Unüberlegte Provokation oder bewusstes Taktieren?
FC Bayern München: Wie gefährlich sind die Aussagen von Uli Hoeneß über Harry Kane?
- Aktualisiert: 16.07.2023
- 14:25 Uhr
- ran.de
Uli Hoeneß hat in gewohnter Manier auf den Putz gehauen und den Transfer von Harry Kane zum FC Bayern München zu einer Frage der Zeit erklärt. Im Londoner Büro von Daniel Levy dürften die Äußerungen nicht gut ankommen. Was also bezweckt Hoeneß damit? Die Aussagen in der Analyse.
Vom Trainingslager des FC Bayern am Tegernsee berichten Chris Lugert und Stefan Kumberger
Am Samstagabend, im Stadion Birkenmoos in Rottach-Egern am Tegernsee, erwachte die Abteilung Attacke aus ihrem Dornröschenschlaf. Wie in besten Zeiten sendete Bayern Münchens Ehrenpräsident Uli Hoeneß Schockwellen durch das Land, die auch noch in London zu hören gewesen sein dürften.
Am Rande des Trainingslagers seines FCB äußerte sich Hoeneß über den Transferpoker um Harry Kane und hielt sich dabei alles andere als bedeckt. Vermied Trainer Thomas Tuchel noch diplomatisch jeden Kommentar und nahm den Namen des Kapitäns von Tottenham Hotspur nicht einmal in den Mund, ließ Hoeneß alle Zurückhaltung fallen.
"Er hat in allen Gesprächen ganz klar signalisiert, dass seine Entscheidung steht. Und wenn die bleibt, dann kriegen wir ihn", stellte Hoeneß klar und ließ eine Ansage im besten "Mia san Mia" folgen: "Dann wird Tottenham einknicken müssen."
Fall erledigt, Bayern holt Kane. So zumindest lassen sich die Aussagen von Hoeneß interpretieren. Allerdings gibt es da noch eine zweite Partei, die mitreden kann. Und das sind die Spurs mit ihrem berüchtigten Boss Daniel Levy.
Hoeneß balanciert zwischen Respekt und Selbstvertrauen
"Berüchtigt" deshalb, weil der Vorstandsboss des Londoner Klubs als zäher Knochen bekannt ist, der in Verhandlungen selbst gerne am Steuer sitzt, statt nur den Beifahrer zu geben. Aussagen wie jene von Hoeneß erscheinen da wenig hilfreich.
※ ※ ※
Aufgabe A
Wer ist laut dem Artikel über Harry Kane der Vorstandsboss von Tottenham Hotspur?
Aufgabe B
Aktualisiere den Artikel über Harry Kane: Gib ihn ab "Vom Trainingslager des" bis einschließlich "alle Zurückhaltung fallen." wieder und setze dabei überall "Chiemsee" an die Stelle von "Tegernsee".

Gezeigtes Material
※ ※ ※
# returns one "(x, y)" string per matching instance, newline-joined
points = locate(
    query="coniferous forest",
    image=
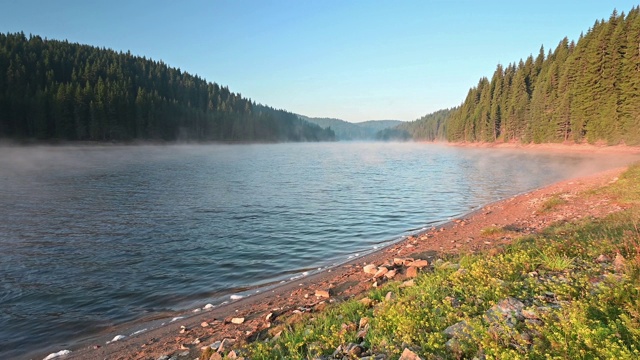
※ ※ ※
Endgültige Antwort A
Daniel Levy.

Endgültige Antwort B
Vom Trainingslager des FC Bayern am Chiemsee berichten Chris Lugert und Stefan Kumberger
Am Samstagabend, im Stadion Birkenmoos in Rottach-Egern am Chiemsee, erwachte die Abteilung Attacke aus ihrem Dornröschenschlaf. Wie in besten Zeiten sendete Bayern Münchens Ehrenpräsident Uli Hoeneß Schockwellen durch das Land, die auch noch in London zu hören gewesen sein dürften.
Am Rande des Trainingslagers seines FCB äußerte sich Hoeneß über den Transferpoker um Harry Kane und hielt sich dabei alles andere als bedeckt. Vermied Trainer Thomas Tuchel noch diplomatisch jeden Kommentar und nahm den Namen des Kapitäns von Tottenham Hotspur nicht einmal in den Mund, ließ Hoeneß alle Zurückhaltung fallen.